Given task -> Find every line in the items below that contains the word "window", and copy each of those lines.

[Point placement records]
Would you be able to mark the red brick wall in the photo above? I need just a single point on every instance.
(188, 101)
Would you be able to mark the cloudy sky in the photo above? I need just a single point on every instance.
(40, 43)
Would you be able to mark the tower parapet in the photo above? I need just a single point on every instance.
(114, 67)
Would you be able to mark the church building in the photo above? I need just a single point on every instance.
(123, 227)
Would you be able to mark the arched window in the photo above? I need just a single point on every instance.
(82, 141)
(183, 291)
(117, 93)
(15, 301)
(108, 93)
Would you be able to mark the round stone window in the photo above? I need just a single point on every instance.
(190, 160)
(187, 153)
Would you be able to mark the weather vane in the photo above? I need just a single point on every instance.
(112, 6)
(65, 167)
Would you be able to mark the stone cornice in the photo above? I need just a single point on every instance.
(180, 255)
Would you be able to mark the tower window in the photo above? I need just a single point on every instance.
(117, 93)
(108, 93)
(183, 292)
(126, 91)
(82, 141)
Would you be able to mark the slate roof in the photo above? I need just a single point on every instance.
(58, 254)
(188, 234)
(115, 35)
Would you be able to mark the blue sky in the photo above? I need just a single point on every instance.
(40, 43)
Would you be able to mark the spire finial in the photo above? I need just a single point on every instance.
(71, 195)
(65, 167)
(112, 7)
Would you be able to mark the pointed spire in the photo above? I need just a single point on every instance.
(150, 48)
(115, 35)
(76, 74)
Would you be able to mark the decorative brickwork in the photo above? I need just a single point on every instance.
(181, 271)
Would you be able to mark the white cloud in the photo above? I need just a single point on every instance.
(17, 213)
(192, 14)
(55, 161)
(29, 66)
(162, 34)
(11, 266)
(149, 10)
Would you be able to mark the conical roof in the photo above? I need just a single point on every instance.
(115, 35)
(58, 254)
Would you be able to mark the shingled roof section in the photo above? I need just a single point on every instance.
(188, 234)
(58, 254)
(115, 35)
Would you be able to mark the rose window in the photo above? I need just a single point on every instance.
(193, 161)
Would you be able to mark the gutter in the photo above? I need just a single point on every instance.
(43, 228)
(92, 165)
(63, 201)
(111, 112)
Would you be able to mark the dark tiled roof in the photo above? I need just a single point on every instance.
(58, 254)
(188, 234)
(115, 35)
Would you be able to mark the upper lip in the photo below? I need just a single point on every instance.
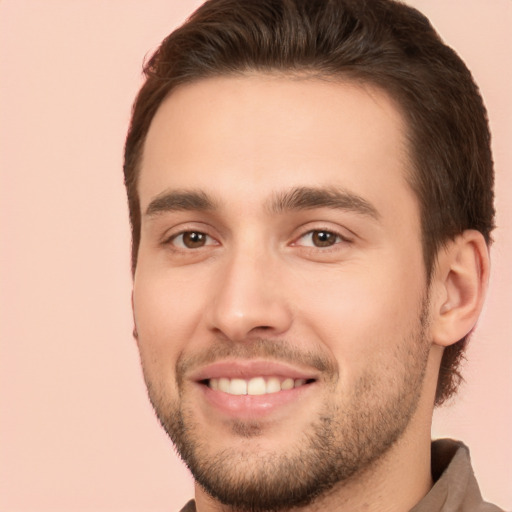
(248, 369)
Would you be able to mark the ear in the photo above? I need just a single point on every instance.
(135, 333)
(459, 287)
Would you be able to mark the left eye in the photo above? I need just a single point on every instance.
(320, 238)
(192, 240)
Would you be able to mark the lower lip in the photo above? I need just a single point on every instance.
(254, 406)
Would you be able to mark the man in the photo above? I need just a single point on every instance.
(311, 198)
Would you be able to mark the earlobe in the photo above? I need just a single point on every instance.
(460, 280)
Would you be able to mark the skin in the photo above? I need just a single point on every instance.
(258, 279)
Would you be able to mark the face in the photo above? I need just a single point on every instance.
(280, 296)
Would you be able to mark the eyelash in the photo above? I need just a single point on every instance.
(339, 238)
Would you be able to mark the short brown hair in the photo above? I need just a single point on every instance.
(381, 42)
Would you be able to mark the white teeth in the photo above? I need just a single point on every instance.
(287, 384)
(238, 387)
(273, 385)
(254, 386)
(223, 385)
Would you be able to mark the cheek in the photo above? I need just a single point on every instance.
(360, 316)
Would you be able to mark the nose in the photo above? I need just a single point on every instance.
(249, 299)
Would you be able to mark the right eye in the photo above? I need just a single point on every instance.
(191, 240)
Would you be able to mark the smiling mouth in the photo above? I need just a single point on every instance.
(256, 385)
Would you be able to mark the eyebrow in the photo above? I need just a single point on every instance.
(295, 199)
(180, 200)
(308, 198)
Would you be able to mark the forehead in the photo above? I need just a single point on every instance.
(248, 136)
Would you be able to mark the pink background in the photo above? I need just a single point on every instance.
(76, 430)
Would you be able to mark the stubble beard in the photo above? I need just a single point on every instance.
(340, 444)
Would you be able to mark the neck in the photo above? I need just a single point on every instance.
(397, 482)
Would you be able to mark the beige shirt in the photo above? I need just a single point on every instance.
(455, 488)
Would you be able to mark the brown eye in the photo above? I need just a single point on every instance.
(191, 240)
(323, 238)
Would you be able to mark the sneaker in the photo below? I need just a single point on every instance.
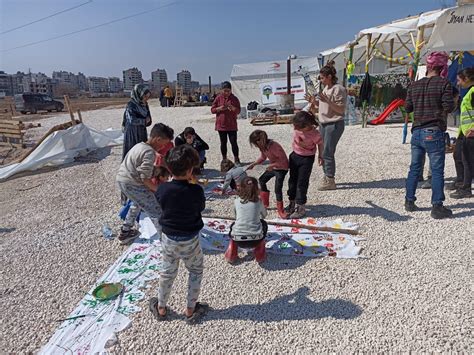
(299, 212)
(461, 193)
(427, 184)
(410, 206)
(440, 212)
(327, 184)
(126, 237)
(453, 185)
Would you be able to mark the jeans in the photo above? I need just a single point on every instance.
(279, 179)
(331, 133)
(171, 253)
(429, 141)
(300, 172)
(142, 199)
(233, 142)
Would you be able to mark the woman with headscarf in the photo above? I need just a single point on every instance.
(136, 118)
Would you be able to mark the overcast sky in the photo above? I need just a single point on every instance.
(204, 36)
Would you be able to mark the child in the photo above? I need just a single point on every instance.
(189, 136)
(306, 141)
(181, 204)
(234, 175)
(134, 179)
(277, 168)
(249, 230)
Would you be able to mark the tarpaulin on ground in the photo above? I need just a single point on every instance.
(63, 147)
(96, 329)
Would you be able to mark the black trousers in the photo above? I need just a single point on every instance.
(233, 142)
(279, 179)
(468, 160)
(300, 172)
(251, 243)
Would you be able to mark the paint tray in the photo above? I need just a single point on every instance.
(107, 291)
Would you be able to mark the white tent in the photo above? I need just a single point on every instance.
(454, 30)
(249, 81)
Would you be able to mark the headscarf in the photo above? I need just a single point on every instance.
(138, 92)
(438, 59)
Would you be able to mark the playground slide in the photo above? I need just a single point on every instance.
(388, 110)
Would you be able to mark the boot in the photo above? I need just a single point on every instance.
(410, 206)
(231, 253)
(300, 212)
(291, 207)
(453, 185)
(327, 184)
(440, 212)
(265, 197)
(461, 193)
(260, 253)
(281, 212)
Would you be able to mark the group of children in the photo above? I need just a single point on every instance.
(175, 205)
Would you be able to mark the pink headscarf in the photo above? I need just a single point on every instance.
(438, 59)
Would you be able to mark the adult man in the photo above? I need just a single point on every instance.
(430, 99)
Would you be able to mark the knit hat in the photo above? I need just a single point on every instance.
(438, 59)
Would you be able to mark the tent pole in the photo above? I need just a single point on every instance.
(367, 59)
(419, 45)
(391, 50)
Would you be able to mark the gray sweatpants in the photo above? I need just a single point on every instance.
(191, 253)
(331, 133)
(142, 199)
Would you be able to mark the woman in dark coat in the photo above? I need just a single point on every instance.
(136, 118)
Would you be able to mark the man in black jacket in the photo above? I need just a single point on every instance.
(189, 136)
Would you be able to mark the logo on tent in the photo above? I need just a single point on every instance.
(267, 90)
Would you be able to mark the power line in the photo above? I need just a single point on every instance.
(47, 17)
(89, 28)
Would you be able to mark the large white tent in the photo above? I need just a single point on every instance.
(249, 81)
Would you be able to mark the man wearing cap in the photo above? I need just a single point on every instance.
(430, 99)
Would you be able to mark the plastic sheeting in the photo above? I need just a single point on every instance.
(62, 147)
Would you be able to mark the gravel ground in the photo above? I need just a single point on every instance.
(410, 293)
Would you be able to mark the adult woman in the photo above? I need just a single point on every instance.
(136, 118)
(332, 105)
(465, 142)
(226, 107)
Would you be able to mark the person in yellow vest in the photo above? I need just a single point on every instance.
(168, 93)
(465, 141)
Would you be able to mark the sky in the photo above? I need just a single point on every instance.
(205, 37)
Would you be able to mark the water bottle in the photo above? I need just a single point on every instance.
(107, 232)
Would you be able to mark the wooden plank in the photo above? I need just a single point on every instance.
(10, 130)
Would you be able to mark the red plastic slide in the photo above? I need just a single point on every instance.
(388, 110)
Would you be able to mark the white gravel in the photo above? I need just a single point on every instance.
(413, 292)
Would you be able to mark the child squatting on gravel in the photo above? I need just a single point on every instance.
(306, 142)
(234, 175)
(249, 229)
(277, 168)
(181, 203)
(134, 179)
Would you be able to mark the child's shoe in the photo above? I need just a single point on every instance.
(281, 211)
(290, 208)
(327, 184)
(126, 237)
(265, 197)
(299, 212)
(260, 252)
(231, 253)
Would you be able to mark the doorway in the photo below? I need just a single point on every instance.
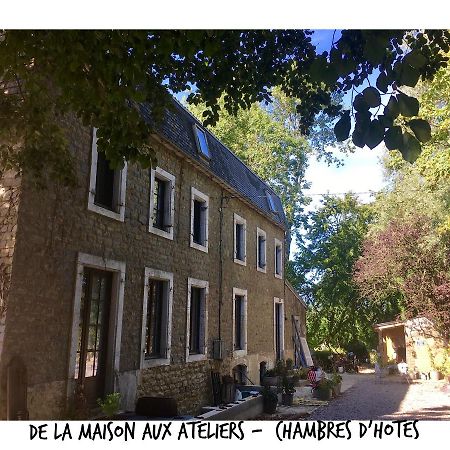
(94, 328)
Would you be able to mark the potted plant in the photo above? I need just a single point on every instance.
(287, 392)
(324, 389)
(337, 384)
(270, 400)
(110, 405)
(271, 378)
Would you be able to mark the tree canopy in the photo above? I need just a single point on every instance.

* * *

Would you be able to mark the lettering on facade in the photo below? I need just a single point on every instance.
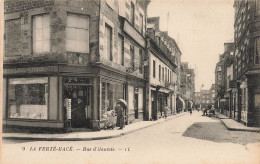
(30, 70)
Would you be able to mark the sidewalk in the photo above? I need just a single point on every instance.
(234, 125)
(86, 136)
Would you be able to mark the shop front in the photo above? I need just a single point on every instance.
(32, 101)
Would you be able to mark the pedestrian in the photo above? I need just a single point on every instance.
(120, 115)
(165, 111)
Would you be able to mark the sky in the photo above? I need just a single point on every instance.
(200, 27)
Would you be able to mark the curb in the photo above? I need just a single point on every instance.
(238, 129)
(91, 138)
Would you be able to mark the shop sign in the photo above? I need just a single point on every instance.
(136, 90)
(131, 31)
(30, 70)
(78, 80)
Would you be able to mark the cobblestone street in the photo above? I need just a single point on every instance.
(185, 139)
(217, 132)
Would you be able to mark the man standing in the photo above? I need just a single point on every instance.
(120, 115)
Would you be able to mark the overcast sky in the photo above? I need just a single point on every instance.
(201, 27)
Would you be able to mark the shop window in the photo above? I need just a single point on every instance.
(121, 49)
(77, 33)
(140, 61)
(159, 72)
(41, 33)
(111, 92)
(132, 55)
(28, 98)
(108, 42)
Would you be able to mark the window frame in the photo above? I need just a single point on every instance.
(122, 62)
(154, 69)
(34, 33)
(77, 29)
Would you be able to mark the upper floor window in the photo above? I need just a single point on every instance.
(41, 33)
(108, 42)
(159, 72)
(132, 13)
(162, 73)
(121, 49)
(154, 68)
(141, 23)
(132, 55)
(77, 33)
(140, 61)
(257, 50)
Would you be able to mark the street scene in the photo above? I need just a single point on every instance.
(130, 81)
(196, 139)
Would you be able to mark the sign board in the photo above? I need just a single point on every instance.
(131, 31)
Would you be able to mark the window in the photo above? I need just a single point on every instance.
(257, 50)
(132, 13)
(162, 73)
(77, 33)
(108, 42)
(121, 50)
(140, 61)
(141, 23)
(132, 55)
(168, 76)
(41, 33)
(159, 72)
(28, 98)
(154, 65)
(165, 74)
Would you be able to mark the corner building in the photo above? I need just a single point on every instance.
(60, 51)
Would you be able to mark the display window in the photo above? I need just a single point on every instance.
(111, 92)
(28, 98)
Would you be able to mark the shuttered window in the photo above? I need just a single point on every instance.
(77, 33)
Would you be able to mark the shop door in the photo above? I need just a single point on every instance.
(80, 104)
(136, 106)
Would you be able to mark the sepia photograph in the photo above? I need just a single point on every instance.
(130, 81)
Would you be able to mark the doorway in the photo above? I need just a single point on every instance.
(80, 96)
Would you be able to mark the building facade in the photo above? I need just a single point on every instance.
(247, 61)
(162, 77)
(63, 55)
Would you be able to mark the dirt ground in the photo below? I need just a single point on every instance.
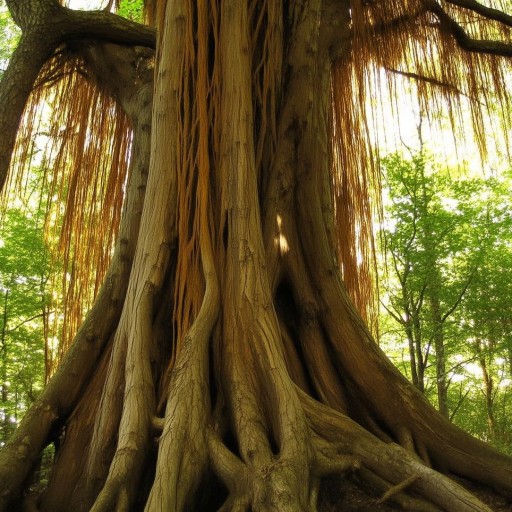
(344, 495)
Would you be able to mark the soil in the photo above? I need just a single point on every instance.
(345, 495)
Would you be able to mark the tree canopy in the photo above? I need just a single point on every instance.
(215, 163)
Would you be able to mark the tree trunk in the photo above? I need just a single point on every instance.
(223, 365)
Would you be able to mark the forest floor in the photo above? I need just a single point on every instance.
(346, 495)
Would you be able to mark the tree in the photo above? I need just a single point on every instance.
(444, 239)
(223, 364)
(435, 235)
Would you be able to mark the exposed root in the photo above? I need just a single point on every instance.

==

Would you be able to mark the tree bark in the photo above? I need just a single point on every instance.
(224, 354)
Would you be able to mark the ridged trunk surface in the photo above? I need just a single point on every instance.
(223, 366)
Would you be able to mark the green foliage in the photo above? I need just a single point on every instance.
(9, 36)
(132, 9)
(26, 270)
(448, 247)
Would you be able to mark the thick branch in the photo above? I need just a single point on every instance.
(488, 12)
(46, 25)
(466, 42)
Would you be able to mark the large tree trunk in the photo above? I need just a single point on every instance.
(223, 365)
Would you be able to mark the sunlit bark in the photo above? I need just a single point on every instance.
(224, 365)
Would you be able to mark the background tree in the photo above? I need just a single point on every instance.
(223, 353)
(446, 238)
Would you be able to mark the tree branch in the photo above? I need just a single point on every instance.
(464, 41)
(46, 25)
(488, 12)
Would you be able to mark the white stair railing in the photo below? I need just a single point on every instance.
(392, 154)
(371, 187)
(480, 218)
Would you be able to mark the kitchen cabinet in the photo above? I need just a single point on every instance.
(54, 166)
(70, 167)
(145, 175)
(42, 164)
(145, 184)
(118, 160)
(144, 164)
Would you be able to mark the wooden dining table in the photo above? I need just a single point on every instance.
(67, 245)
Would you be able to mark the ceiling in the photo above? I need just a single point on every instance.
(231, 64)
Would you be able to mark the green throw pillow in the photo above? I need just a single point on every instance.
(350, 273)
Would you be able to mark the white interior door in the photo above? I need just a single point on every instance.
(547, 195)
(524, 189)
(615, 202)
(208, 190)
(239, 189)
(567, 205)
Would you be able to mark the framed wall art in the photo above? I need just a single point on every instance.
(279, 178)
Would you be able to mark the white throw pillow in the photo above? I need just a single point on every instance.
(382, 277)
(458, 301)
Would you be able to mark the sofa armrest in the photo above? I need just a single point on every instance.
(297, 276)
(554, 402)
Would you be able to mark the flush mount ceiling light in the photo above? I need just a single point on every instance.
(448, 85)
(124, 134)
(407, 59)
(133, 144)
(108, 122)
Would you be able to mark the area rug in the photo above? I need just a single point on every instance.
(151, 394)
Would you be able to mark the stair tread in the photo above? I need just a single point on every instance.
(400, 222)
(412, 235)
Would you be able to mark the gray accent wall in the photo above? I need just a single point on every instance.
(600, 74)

Task result ->
Would you be able to mark the arched window in the photo above? I need just a single point on every instance.
Would you be able to mark the round stone window in the photo above? I need just a single point on every instance.
Would you be able to mark the tower window in the photo above? I need just a single point on every instance.
Would you be able to mark the rose window in the photo above? I need just a single point on every instance.
Would you be able to mark the shop window in the photo above? I need just a single point on every instance.
Would you be able to mark the window frame in the photo above? I need just a single point on every instance.
Would you be able to mark the upper floor window in the photo above? I need just a single point on every instance.
Would you be able to mark the window in the photo above? I need just a single point on every instance.
Would you be able to mark the display window in the photo above? I need just a single point on every instance.
Would you be able to mark the shuttered window in the photo above? I need just a single point on every instance.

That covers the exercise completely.